CONSEGNA 1: Restituisci ogni riga che contiene la stringa "recessed". Le maiuscole e le minuscole contano.

L'ultima modifica è del 17 giugno 2010 alle ore 08:38.

Il governo italiano ha minacciato di usare il veto per bloccare le decisioni del Consiglio europeo di oggi se la riforma del Patto di stabilità non sostituirà il criterio del debito pubblico con uno riferito al debito aggregato (sia pubblico, sia privato). Anche se il concetto di debito aggregato è importante - e rende maggior giustizia a paesi come l'Italia che hanno minor bisogno di ricorrere a finanziamenti esteri - quella scelta dal governo è una strada poco utile e forse controproducente.
Anche se si accentuasse la visibilità del debito aggregato, lo stato dovrebbe comunque rivolgersi al mercato per finanziare il proprio fabbisogno. I tassi d'interesse pagati sui titoli di stato italiani corrispondono a una domanda specifica di quei titoli da parte di investitori la cui offerta di fondi - sulla cui base i tassi si fissano - è sia estera sia italiana. I rendimenti includono un premio di rischio legato alla potenziale insolvenza del debitore pubblico italiano o alla liquidità dei titoli, sottolineare che molti investitori in BTp sono italiani non cambierebbe di nulla il rendimento richiesto dal mercato.

Estratti di dati di puntamento:
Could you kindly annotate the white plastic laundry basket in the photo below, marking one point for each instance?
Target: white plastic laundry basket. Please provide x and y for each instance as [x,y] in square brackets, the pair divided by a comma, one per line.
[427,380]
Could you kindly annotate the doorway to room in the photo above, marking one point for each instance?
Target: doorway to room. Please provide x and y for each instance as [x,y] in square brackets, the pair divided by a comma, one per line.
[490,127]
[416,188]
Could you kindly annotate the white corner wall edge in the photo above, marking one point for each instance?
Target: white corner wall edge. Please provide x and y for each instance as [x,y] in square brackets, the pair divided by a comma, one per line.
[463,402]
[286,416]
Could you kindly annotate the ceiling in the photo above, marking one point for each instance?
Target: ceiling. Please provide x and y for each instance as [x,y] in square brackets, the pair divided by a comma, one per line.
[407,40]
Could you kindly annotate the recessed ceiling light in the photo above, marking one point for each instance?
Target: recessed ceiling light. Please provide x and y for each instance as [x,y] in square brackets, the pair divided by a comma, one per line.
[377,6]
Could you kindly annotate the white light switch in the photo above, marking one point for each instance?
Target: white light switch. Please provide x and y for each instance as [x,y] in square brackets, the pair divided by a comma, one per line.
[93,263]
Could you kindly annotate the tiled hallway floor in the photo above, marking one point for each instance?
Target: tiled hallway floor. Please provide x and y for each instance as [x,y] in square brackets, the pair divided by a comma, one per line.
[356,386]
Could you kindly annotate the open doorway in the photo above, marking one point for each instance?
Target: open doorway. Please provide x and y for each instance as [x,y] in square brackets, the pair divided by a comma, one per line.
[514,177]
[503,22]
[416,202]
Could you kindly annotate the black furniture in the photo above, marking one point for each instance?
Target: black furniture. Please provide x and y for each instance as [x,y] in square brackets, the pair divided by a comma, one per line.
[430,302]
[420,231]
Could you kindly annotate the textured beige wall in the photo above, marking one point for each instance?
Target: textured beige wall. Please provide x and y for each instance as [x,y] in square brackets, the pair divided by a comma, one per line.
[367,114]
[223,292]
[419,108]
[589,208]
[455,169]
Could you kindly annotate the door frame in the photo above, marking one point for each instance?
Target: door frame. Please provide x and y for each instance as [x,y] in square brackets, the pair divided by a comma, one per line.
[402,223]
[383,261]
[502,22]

CONSEGNA 2: Restituisci integralmente il brano sul Patto di stabilità riportato sopra, parola per parola.

RISPOSTA ALL'ESERCIZIO 1:
Could you kindly annotate the recessed ceiling light in the photo above, marking one point for each instance?
Target: recessed ceiling light. Please provide x and y for each instance as [x,y] in square brackets, the pair divided by a comma, one per line.

RISPOSTA ALL'ESERCIZIO 2:
L'ultima modifica è del 17 giugno 2010 alle ore 08:38.

Il governo italiano ha minacciato di usare il veto per bloccare le decisioni del Consiglio europeo di oggi se la riforma del Patto di stabilità non sostituirà il criterio del debito pubblico con uno riferito al debito aggregato (sia pubblico, sia privato). Anche se il concetto di debito aggregato è importante - e rende maggior giustizia a paesi come l'Italia che hanno minor bisogno di ricorrere a finanziamenti esteri - quella scelta dal governo è una strada poco utile e forse controproducente.
Anche se si accentuasse la visibilità del debito aggregato, lo stato dovrebbe comunque rivolgersi al mercato per finanziare il proprio fabbisogno. I tassi d'interesse pagati sui titoli di stato italiani corrispondono a una domanda specifica di quei titoli da parte di investitori la cui offerta di fondi - sulla cui base i tassi si fissano - è sia estera sia italiana. I rendimenti includono un premio di rischio legato alla potenziale insolvenza del debitore pubblico italiano o alla liquidità dei titoli, sottolineare che molti investitori in BTp sono italiani non cambierebbe di nulla il rendimento richiesto dal mercato.